PASSAGE GIVEN:
For example, Qatar's two LNG supply companies, which have signed sales and purchase agreements for more than 18 million tpy and plan more, will have more than 3 million tpy of incremental LNG available from now until 2005, due to the ramp-up schedules.
It is likely that this volume will be used to bridge to longer term sales or sold into the spot market.
Eastern, Western markets
There are two LNG markets: West of Suez, or the Atlantic basin where the LNG trade began in 1964; and East Asia.
The Atlantic basin LNG market currently includes Belgium, France, Italy, Spain, Turkey, and the US. Plans are underway to import LNG into Greece and Portugal, and possibly into Brazil, Lebanon, and Israel.
The East Asian LNG market includes Japan, South Korea, and Taiwan, soon to be followed by India and China.
Current LNG import volumes along with LNG supply projects underway or possible are shown in Tables 1-4.
Projections for 2010 are averaged from several published sources, including Cedigaz, and the US Department of Energy. Both eastern and western LNG markets are projected to double in the coming decade.
LNG from Algeria has been received at Belgium's Distrigaz LNG terminal in Zeebrugge since 1987. The amount of more than 3 million tpy is supplemented by much smaller quantities of spot sales, in some cases for other customers (such as Gaz de France and Spain's Enagas).
Although Belgium has been growing in importance as a regional gas hub-especially with the completion of the UK Interconnector gas pipeline-LNG imports are unlikely to increase significantly into northwest Europe.
France started importing LNG from Algeria in 1965, and current contracts amount to 7.5 million tpy, imported into the LNG terminals at Fos-sur-Mer and Montoir-de-Bretagne. In addition, Gaz de France (GdF) has agreed with the Italian utility, ENEL, to take 2.5 million tpy of Nigerian LNG at Montoir as part of a swap agreement.
GdF will divert 1 million tpy of Algerian LNG from Fos to the SNAM terminal at La Spezia and will also turn 2 billion cu m/year (bcm/year) of its Russian gas to Italy by way of the TAG pipeline through Austria.
The Italian gas market has more than doubled in the past 2 decades, and demand in 1998 was more than 62 bcm. It is forecast to increase again to more than 90 bcm/year in 2010. Currently, SNAM, the state-owned company, imports 95% of natural gas into Italy, but Italy is moving towards deregulation in line with European Union (EU) directives.
While most gas is and will continue to be imported through pipelines from Algeria and Russia, LNG has an important role. The SNAM terminal at Panigaglia, near La Spezia, which has been in operation since 1971, was modernized in 1992 and now has a capacity of 2.5 million tpy.
The need for additional LNG terminals, particularly in the north, has been recognized for some time. Two attempts to permit LNG terminals, at Montalto di Castro and Monfalcone, were unsuccessful due to local opposition. Therefore, new LNG supplies to ENEL had to be re-routed through France.

PARTS OF THE EXERCISE:
**a.** According to the passage on LNG markets, which countries currently belong to the Atlantic basin LNG market? List all of them.
**b.** Pick up the passage on LNG markets after its final sentence and keep writing it.

GIVEN DATA:
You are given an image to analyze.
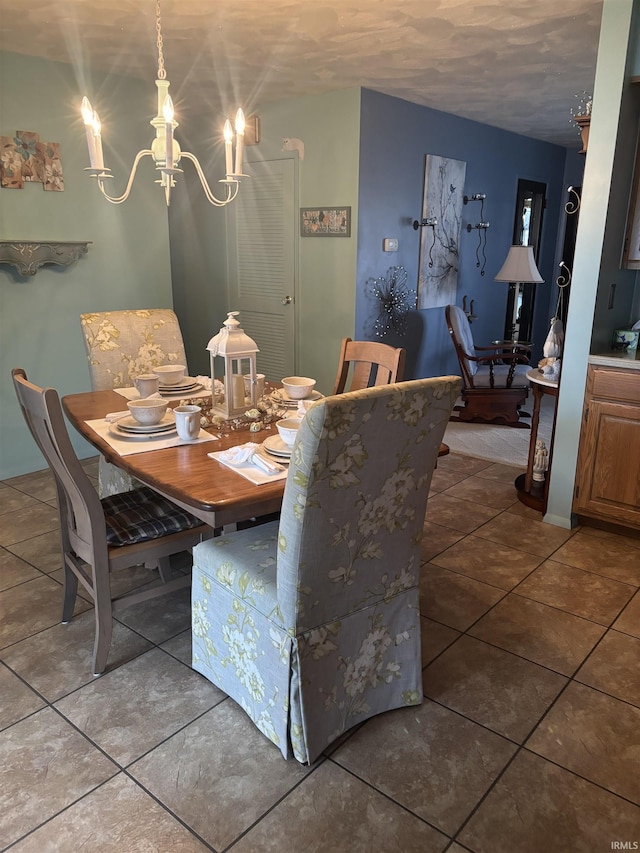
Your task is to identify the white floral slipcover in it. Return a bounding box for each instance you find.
[192,376,461,763]
[80,308,187,497]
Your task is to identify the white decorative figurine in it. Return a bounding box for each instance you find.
[533,438,549,483]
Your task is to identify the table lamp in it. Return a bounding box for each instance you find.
[494,246,544,340]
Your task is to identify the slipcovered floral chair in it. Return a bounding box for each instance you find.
[80,308,187,497]
[192,376,461,763]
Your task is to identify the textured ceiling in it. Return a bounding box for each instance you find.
[0,0,602,148]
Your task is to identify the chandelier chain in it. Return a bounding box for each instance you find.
[156,0,167,80]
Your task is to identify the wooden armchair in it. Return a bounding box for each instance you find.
[333,338,406,394]
[445,305,531,429]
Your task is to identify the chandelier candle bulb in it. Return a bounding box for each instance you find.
[92,110,104,169]
[235,109,245,175]
[82,97,96,169]
[224,119,233,177]
[162,95,173,169]
[82,0,245,207]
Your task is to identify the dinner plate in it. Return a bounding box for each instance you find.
[109,424,178,441]
[271,388,324,406]
[158,382,204,397]
[158,376,199,391]
[262,435,291,457]
[117,412,176,433]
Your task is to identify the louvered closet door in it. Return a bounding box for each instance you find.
[227,160,297,382]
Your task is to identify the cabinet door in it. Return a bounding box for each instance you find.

WRITTEN ANSWERS:
**a.** Belgium, France, Italy, Spain, Turkey, and the US.

**b.**
Recently, Mobil and Edison Gas have been cooperating on a proposed offshore terminal in the northern Adriatic.10
In Greece, the recently completed Revithoussa LNG terminal will import 0.6 million tpy of LNG from Algeria.
Spain's 1998 Hydrocarbons Law will liberalize the country's gas markets in the coming decade. The law will allow third-party access to the existing Spanish gas infrastructure, including LNG terminals, storage facilities, pipelines, and international gas connectors.
Capacities at the LNG terminals at Barcelona, Cartagena, and Huelva have been expanded, and a new terminal may be constructed in Bilbao.
Neighboring Portugal has been importing natural gas from Algeria since 1997 via Spain. And Transgas has proposed construction of an LNG terminal at Sines.
Turkish natural gas demand has been growing rapidly and is projected to keep increasing in coming years. Turkey consumed nearly 10 bcm of natural gas in 1997, or around 13% of its total energy demand. Natural gas is currently imported via pipeline from Russia, while LNG is supplied from Algeria, Qatar, and soon from Nigeria.
Turkey, which is surrounded by major gas producers, is looking to increase diversity of supply. It is a good example of how LNG can co-exist and competitively supplement pipeline gas. In addition to the existing LNG import terminal at Marmara Ereglisi, Turkey is planning to start construction of another terminal near Izmir.
In the US, the first natural gas liquefaction peak-shaving plant was constructed in the US in 1941. Chicago Union Stockyard and the Continental Oil Co. pioneered the development of LNG as a means of transporting gas in the 1950s, leading eventually to the first commercial international LNG trade between Algeria and the UK in 1964.
The first US LNG receiving terminal was designed as a peak-shaving facility by Distrigas (a subsidiary of Cabot) and started operation in Boston in 1971.
Imported LNG and synthetic natural gas (SNG) were predicted to become major sources of natural gas supply in the US in the 1970s. Three additional LNG terminals were eventually built: at Lake Charles, La., Elba Island, Ga., and Cove Point, Md. The latter two terminals have not been used, while the Lake Charles terminal has been underutilized.
The perceived natural gas shortage of 1970s turned into the "gas bubble" of the 1980s and now seems to have been mostly driven by regulation. Currently, LNG and SNG are not forecast to become major components in the supply of natural gas in North America, but LNG supplies to the US are increasing.
Gas from the Atlantic LNG project in Trinidad is making its way to Boston, spot cargoes of LNG from Qatar and other suppliers are supplementing LNG from Algeria in Lake Charles, and plans are underway to reactivate the LNG terminals in Maryland and Georgia.
A new LNG terminal, coupled to a combined cycle power plant is under construction in Puerto Rico by Enron.
Brazilian demand for natural gas has been growing at about 10% a year. Most gas imports are via pipelines from Argentina and Bolivia, but Brazil is also considering LNG import.
Petrobras and Shell formed a joint venture to develop a terminal south of Recife, with an initial capacity of 1.5 million tpy.
In the Middle East, Israel has been considering options for importing natural gas for power generation and industrial uses. These options include a pipeline from Egypt and possibly an offshore LNG terminal in the Mediterranean. The initial demand is forecast to be about 2 million tpy.
Elf is also pursuing plans to import LNG from Qatar to Lebanon.
LNG in East Asia
Asian economies seem to be recovering from the 1997-1998 crisis. LNG supplier Indonesia and major customer South Korea were among the countries most affected.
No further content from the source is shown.